**EXERCISE AIM**. Can you find every line in the entries below that contains the string "head"? Copy each one, treating uppercase and lowercase letters as different.

**MATERIAL PROVIDED**.

## Start

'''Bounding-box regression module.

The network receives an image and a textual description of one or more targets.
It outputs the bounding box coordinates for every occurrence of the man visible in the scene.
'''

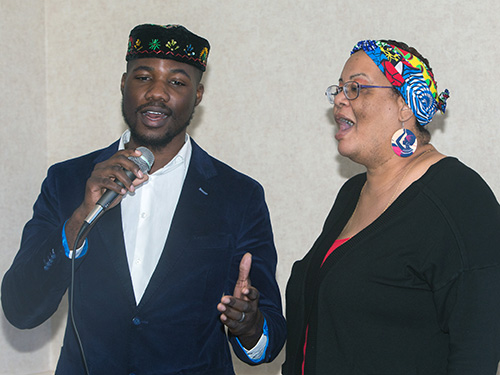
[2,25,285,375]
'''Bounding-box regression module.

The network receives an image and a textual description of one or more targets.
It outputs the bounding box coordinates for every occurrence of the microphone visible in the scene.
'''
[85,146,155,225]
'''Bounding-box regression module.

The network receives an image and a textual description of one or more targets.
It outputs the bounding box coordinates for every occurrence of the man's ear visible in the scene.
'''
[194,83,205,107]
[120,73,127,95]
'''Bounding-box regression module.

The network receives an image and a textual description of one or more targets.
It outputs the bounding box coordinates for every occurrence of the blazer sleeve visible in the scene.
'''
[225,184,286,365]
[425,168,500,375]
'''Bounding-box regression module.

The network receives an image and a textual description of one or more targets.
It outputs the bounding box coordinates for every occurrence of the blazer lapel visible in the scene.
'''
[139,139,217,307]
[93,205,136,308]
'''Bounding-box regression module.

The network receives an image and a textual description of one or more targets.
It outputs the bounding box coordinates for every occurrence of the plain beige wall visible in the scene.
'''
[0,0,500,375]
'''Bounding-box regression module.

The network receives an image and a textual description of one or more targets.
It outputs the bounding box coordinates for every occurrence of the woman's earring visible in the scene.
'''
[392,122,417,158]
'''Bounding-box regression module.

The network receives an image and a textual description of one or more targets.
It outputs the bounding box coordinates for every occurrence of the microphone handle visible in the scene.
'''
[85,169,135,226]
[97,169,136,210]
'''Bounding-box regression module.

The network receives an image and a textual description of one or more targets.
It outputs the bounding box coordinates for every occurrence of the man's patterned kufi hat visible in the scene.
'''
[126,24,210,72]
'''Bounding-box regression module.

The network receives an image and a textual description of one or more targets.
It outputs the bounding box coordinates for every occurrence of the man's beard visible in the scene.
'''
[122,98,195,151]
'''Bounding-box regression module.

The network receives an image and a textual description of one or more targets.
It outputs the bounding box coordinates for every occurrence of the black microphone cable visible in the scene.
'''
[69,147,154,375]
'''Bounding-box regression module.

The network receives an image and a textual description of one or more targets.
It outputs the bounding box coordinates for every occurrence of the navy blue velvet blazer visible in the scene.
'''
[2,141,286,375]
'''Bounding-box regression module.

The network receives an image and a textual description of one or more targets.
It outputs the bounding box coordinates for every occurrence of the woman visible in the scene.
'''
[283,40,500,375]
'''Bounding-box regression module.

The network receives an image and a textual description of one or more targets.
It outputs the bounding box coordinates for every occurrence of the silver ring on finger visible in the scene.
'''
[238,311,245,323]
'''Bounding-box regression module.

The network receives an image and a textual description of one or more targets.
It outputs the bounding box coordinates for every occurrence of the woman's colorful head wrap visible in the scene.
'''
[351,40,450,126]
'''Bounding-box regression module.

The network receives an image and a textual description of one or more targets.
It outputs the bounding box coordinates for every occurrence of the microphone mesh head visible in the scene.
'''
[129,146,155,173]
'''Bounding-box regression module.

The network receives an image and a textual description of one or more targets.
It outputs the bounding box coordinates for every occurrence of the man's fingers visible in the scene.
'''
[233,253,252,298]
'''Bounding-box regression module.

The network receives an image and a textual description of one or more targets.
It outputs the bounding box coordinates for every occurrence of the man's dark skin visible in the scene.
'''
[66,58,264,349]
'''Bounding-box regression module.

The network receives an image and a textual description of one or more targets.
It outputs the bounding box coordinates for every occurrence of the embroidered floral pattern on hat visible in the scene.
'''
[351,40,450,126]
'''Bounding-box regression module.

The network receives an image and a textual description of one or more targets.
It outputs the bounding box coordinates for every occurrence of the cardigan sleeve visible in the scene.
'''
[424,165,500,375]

## End
## Start

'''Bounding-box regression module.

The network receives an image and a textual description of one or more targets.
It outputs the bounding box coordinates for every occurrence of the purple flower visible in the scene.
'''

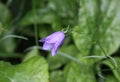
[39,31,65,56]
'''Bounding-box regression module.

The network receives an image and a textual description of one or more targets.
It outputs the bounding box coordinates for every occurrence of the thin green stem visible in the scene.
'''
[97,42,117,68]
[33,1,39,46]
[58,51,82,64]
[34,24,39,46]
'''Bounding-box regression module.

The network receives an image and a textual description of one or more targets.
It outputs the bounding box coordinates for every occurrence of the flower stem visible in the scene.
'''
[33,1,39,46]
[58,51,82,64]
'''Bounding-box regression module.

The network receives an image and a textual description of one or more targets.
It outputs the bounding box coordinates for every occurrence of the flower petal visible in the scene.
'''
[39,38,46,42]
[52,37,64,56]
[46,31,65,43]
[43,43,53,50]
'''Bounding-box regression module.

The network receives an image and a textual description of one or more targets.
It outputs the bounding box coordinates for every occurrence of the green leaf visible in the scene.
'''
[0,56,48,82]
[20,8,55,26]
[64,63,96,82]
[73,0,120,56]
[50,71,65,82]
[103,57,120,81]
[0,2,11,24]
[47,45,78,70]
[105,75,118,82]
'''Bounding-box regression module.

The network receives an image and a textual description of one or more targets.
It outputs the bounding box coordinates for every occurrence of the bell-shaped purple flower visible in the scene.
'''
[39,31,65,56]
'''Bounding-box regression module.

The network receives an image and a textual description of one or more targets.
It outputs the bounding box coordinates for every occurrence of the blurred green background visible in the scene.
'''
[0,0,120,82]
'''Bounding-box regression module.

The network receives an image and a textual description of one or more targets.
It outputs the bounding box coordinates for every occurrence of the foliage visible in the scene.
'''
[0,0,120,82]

## End

**REPLY**.
It outputs the bounding box coordinates for every occurrence of the woman's colorful head wrap visible in the scene.
It outputs the bounding box coordinates for every occurrence of the microphone mesh head visible in the scene.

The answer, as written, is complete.